→ **Task material**:

** begin **

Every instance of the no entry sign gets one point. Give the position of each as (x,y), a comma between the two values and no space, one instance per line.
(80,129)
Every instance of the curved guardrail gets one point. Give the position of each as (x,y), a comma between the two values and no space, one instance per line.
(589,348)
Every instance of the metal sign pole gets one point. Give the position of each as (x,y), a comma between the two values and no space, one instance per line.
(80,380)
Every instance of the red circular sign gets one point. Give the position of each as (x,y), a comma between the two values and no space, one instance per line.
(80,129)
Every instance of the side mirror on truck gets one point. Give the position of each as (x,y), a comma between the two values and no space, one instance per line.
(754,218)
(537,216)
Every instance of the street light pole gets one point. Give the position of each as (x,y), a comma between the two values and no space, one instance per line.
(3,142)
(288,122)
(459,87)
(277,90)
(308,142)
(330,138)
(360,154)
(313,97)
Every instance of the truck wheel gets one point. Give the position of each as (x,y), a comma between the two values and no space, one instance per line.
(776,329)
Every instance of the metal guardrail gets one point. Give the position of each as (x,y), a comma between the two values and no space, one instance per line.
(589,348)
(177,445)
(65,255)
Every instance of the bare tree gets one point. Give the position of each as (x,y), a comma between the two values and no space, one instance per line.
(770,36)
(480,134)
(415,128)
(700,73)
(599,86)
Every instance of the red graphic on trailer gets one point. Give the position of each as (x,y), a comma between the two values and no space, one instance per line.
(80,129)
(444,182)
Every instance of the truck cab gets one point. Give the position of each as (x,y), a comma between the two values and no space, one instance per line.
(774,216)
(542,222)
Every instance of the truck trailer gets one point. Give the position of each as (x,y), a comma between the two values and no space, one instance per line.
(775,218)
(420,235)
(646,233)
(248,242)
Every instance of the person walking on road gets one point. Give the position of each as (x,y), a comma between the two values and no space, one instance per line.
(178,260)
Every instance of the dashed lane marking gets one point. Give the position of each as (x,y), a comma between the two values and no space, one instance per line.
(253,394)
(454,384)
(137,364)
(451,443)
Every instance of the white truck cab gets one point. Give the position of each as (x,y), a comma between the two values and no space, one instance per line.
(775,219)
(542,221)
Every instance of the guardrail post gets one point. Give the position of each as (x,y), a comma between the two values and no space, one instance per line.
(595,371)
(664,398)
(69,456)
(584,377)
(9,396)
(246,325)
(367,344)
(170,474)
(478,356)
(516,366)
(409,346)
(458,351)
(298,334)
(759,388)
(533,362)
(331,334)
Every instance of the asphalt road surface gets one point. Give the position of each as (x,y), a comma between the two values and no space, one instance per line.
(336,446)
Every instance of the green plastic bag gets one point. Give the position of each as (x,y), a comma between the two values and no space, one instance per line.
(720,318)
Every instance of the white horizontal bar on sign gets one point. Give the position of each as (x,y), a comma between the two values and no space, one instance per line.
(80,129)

** end **

→ **What you are asked to do**: Change "gets one point" to "earns one point" in the rows starting at the one that contains "Every instance of the dashed" and ending at the last row. Write out those rows again with nothing else altered.

→ **Full response**:
Every instance of the dashed lane marking earns one point. Give the position of each as (x,y), a comma between the two values and no space, one instance per line.
(253,394)
(454,384)
(137,364)
(451,443)
Every instance of the white truck cab earns one point. Give the position of each as (x,y), a comma between the two values and no space, one instance per line.
(775,219)
(542,221)
Every instance of the guardrail post earns one point. Give the position of each as (x,y), a comma between the two values and no space, one instance per line.
(595,371)
(664,398)
(69,456)
(584,377)
(9,396)
(246,325)
(367,344)
(170,474)
(478,356)
(516,366)
(409,346)
(458,351)
(298,334)
(759,388)
(533,362)
(331,334)
Every instance of the asphalt road surface earns one point. Give the position of each as (x,y), a comma between the two values and no space, one instance per line.
(336,446)
Every instance of the green plastic bag earns one point. Give the position of each as (x,y), a comma between the two values and no space, one instance per line.
(720,318)
Every instance of the white horizontal bar on sign earns one point. Give the position of each as (x,y), a comma between the two values and no space, one instance per line.
(80,129)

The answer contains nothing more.